> _DATASET_:
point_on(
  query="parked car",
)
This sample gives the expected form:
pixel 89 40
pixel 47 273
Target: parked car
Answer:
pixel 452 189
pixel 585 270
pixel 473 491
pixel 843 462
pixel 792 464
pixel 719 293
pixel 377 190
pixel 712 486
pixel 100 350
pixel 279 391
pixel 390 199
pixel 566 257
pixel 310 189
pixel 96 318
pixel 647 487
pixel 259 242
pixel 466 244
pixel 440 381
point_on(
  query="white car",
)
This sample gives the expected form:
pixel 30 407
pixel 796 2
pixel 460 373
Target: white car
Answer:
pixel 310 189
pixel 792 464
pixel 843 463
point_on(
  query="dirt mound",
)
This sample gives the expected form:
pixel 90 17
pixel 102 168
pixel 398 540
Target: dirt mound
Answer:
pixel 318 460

* * *

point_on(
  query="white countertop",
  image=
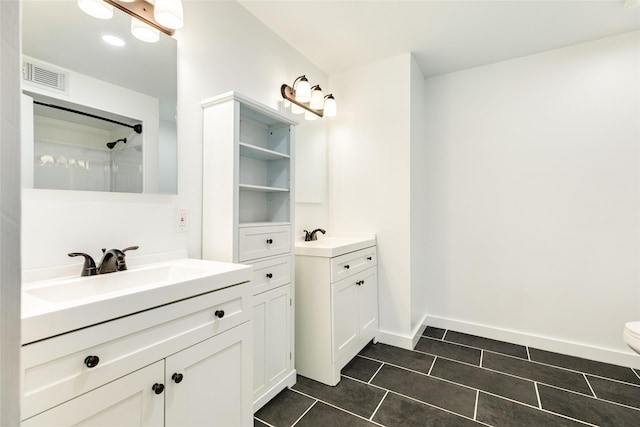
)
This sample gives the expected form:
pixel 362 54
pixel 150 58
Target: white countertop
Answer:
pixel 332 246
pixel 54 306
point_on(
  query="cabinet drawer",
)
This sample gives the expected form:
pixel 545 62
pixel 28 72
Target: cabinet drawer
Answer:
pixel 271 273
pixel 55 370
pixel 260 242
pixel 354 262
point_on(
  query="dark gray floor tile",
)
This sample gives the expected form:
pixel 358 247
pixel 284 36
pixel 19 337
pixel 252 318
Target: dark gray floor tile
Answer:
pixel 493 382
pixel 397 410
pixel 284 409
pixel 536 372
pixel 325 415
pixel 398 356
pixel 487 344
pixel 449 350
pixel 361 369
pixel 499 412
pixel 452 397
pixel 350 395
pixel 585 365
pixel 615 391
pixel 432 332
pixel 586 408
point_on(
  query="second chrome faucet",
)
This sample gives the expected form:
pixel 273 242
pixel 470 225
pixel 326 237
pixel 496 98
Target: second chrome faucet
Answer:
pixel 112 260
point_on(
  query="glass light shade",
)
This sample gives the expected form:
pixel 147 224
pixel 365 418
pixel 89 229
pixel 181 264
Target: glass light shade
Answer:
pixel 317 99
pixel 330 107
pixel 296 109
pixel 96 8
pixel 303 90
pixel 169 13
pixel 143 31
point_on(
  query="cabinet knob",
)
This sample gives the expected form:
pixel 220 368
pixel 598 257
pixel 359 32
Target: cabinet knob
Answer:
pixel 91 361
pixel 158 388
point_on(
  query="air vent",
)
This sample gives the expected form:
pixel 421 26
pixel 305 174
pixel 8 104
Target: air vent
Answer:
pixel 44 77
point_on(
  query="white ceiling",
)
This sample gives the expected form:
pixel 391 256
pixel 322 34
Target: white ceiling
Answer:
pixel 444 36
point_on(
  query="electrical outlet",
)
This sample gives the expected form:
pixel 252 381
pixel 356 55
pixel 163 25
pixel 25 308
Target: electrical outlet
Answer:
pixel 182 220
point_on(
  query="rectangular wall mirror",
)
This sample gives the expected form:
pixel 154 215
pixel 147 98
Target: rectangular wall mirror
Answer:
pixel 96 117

> _PROBLEM DETAILS_: Check each line of the material for the string "glass", then state how many lines have it and nothing more.

> _RESPONSE BOX_: 2